(Entries provided):
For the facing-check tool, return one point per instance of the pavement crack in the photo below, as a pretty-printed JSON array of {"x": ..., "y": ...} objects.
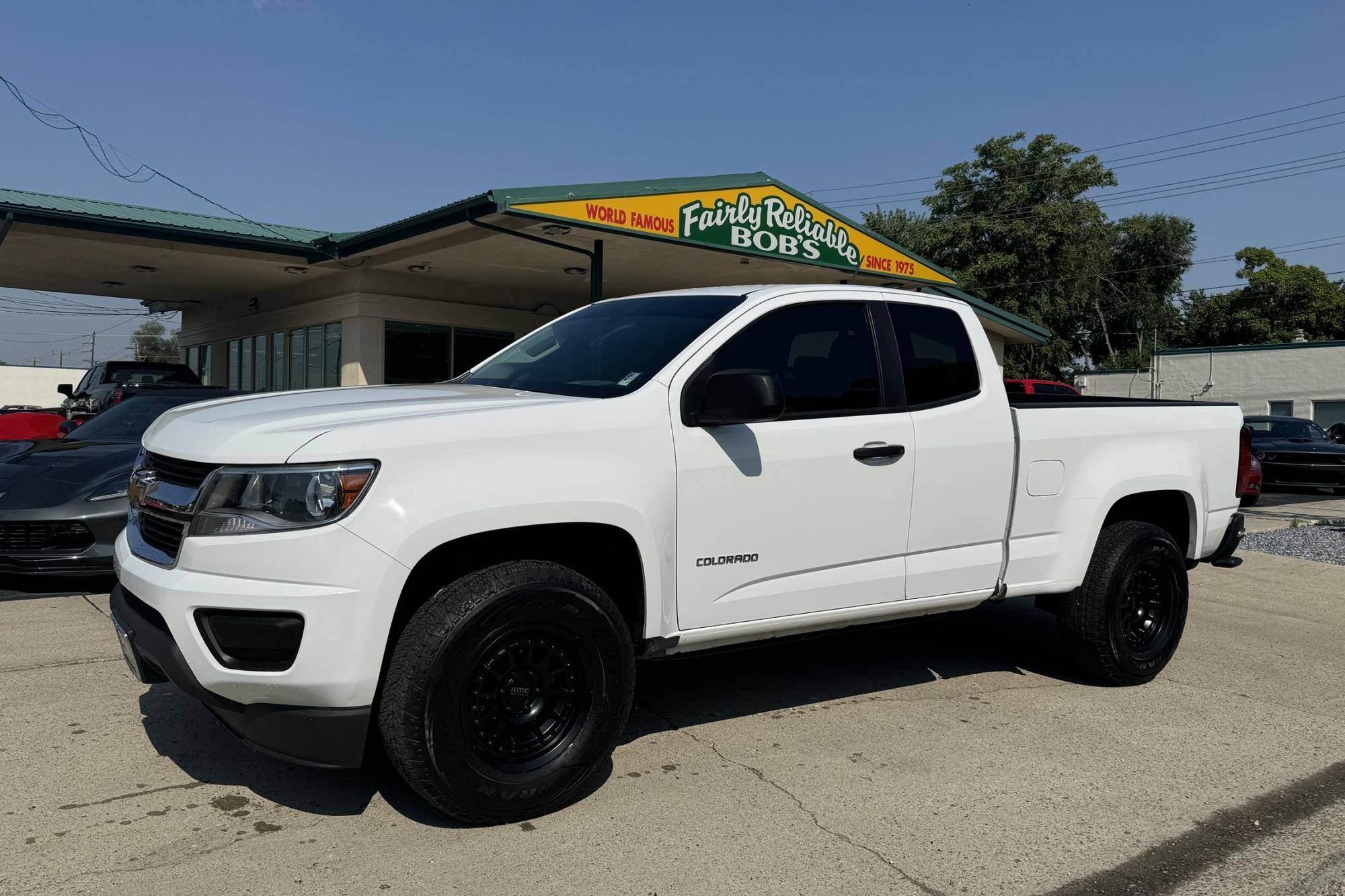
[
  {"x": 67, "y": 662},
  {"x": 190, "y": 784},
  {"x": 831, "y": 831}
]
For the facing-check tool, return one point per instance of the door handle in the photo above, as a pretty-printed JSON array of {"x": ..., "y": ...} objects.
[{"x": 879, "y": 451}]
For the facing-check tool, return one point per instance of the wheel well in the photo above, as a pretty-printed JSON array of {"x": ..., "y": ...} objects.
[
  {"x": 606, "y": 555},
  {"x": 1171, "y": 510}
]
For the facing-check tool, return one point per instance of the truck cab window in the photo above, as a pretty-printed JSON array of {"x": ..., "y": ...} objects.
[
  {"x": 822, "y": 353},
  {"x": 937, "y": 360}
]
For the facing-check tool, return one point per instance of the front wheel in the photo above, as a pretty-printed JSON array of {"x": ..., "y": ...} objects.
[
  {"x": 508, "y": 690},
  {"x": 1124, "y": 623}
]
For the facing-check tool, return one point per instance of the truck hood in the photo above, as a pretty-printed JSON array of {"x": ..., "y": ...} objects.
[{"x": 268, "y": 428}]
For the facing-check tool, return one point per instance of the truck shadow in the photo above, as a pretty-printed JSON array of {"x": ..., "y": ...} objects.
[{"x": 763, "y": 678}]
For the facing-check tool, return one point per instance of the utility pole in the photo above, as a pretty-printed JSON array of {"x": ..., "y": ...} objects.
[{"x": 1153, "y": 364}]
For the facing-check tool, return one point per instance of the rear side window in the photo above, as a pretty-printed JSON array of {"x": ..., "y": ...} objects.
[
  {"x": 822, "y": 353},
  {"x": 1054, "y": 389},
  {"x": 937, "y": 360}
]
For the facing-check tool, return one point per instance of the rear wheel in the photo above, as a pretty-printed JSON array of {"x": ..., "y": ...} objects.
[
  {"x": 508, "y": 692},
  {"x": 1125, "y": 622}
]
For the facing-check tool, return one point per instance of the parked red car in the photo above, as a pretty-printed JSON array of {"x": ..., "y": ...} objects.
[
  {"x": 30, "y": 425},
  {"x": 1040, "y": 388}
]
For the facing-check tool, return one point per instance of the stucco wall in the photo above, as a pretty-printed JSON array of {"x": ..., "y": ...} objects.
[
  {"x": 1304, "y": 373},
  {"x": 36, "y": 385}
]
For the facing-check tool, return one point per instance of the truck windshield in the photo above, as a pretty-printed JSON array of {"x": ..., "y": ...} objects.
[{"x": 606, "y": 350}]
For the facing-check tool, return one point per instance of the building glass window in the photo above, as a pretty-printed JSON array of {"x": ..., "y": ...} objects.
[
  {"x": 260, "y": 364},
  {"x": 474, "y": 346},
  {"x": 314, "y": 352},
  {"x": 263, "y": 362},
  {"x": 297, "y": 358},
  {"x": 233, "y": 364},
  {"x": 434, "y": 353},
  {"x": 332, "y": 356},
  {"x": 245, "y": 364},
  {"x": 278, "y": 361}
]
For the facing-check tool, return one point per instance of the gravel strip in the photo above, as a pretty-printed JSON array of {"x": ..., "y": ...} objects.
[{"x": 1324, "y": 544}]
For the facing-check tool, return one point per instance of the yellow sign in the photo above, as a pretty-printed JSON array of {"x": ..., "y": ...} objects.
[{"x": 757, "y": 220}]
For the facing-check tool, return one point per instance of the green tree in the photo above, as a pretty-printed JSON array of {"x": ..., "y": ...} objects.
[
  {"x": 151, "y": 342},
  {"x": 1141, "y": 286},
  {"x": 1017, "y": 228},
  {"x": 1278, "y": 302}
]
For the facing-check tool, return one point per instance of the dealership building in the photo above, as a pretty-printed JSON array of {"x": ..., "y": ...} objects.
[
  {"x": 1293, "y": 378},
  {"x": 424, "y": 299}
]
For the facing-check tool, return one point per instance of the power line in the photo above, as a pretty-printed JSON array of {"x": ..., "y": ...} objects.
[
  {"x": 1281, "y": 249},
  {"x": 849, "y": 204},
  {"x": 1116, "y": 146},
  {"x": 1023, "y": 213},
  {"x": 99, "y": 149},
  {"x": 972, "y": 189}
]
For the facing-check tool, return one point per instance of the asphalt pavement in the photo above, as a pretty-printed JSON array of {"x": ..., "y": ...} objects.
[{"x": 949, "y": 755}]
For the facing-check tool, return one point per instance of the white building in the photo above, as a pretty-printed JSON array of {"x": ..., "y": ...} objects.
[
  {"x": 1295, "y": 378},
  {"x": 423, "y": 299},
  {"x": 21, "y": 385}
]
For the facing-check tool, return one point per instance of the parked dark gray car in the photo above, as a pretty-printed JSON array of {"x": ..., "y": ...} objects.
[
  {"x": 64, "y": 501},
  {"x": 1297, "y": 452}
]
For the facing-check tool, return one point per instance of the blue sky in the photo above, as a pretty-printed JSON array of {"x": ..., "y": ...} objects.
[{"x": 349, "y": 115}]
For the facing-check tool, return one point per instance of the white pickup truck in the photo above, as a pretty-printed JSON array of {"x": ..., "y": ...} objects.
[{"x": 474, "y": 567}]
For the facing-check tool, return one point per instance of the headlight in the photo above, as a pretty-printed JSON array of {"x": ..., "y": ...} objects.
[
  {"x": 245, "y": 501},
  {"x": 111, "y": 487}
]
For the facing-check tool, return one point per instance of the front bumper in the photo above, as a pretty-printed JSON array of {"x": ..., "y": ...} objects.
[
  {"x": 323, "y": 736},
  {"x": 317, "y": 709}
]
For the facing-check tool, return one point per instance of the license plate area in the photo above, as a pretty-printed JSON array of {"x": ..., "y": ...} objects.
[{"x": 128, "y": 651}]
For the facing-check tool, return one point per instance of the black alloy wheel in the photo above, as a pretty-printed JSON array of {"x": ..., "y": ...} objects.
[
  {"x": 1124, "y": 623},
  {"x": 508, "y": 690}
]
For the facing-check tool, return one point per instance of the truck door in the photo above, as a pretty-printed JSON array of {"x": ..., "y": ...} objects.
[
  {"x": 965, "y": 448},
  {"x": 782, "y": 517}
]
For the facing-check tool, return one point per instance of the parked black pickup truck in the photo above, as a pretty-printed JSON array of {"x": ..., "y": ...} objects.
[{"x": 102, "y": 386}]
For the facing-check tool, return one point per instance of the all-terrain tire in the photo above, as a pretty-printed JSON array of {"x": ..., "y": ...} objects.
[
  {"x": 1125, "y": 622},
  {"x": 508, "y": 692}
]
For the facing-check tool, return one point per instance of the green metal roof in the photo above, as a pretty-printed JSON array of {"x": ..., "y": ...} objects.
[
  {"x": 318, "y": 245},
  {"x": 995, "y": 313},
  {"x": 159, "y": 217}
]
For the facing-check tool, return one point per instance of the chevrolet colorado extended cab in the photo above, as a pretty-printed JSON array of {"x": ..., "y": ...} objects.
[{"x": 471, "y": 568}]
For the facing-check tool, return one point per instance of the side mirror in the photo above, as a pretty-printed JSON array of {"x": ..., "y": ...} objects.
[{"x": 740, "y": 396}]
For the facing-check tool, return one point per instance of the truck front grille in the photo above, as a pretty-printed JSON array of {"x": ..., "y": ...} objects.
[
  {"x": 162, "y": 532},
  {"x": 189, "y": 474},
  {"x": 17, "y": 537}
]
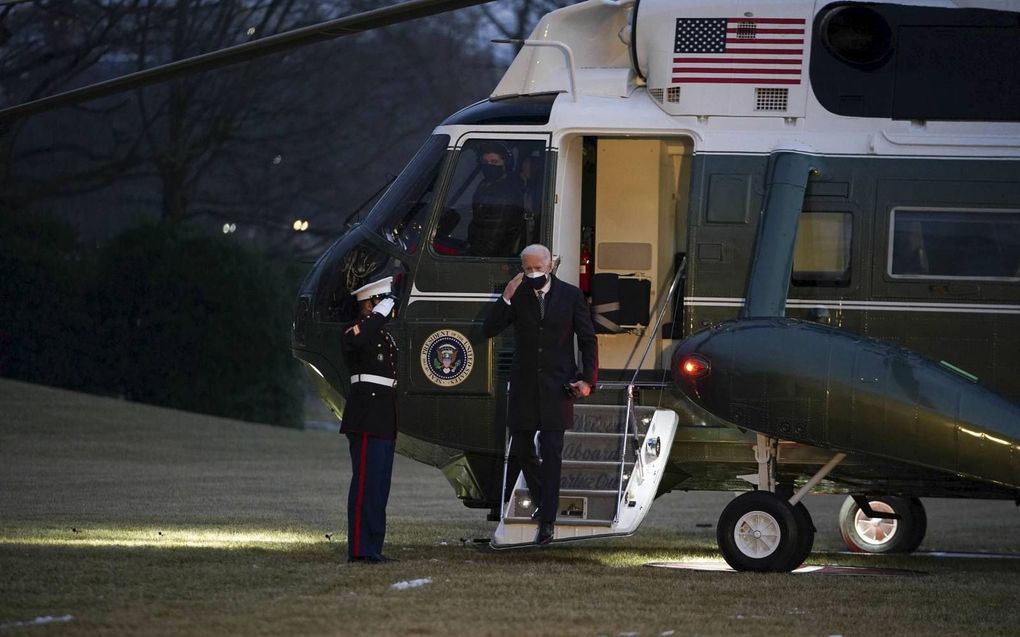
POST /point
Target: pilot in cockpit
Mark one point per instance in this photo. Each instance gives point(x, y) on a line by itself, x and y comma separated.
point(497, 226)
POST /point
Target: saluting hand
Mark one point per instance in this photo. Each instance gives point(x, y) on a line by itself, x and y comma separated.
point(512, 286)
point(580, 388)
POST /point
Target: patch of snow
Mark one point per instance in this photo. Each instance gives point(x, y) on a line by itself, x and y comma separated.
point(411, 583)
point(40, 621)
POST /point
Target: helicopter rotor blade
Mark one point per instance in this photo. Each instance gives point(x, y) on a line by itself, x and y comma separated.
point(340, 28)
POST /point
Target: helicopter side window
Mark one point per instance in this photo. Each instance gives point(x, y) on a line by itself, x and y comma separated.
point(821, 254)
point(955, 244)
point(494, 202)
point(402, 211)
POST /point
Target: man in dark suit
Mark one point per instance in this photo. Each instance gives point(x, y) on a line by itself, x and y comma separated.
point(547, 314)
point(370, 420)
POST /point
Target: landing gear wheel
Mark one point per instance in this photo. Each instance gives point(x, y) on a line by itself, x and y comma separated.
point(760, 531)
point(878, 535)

(Problem to work on): In the listing above, find the line with "Target: pilot in cockpit" and the line with "Target: saluting hand". Output those two lines and every line between them, exactly as written.

(Final answer):
Target: pilot in cockpit
Mark one point per instance in this photo. Each instance gives point(x, y) on a line by itself, x and y comma separated.
point(497, 226)
POST /point
Target: saluting hand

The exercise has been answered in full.